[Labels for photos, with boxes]
┌──

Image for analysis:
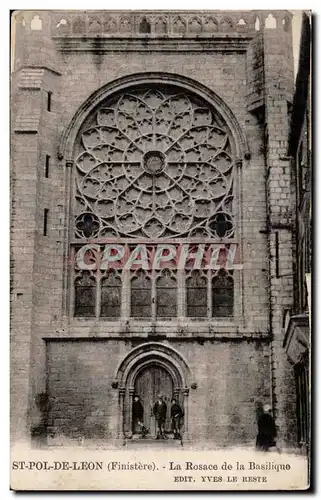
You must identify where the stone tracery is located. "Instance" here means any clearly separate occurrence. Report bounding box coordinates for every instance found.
[74,86,234,239]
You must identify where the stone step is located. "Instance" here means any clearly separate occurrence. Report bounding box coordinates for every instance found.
[126,438,182,448]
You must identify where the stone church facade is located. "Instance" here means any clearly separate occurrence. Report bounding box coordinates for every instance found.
[11,11,297,446]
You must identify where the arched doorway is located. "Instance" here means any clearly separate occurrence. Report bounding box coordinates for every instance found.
[113,342,190,439]
[133,363,174,437]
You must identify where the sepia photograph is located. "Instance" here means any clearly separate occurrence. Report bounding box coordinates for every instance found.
[9,3,312,491]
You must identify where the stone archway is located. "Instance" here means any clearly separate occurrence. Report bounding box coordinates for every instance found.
[113,342,191,439]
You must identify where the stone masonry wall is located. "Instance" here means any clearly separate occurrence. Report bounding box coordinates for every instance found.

└──

Request >>
Please rewrite all of the lines above as a Markdown table with the columns "Row" and "Line", giving each nonblank line a row number. Leave the pictures out.

Task solution >>
| Row | Line |
|---|---|
| 1 | Image for analysis: |
| 2 | You must identify where the stone tracery is located. "Instance" here means any clearly separate occurrence. Report bounding box coordinates for every instance found. |
| 3 | [74,86,234,239] |
| 4 | You must identify where the stone step is located. "Instance" here means any clearly separate occurrence. Report bounding box coordinates for every instance found. |
| 5 | [126,438,182,448] |
| 6 | You must identify where the stone church facade is located. "Instance" here means any clearly separate occurrence. Report bounding box coordinates for every instance found. |
| 7 | [11,11,297,446] |
| 8 | You must identify where the arched doorway is located. "Instance" here means any clearly separate occurrence. Report bounding box coordinates for every instance found. |
| 9 | [113,342,190,439] |
| 10 | [133,363,174,437] |
| 11 | You must identify where the sepia photograph is located. "Instance" here means any clearly separate occurrence. Report bounding box coordinates for every instance found. |
| 12 | [9,3,312,491] |
| 13 | You must identify where the stone archway is located. "Instance" here means any clearly separate occurrence. Report bounding box coordinates for every instance found. |
| 14 | [113,342,191,439] |
| 15 | You must identify where the stone masonry wall is located. "Instance" here means any clearly separate occurrence. Report bounding box coordinates for every instance found. |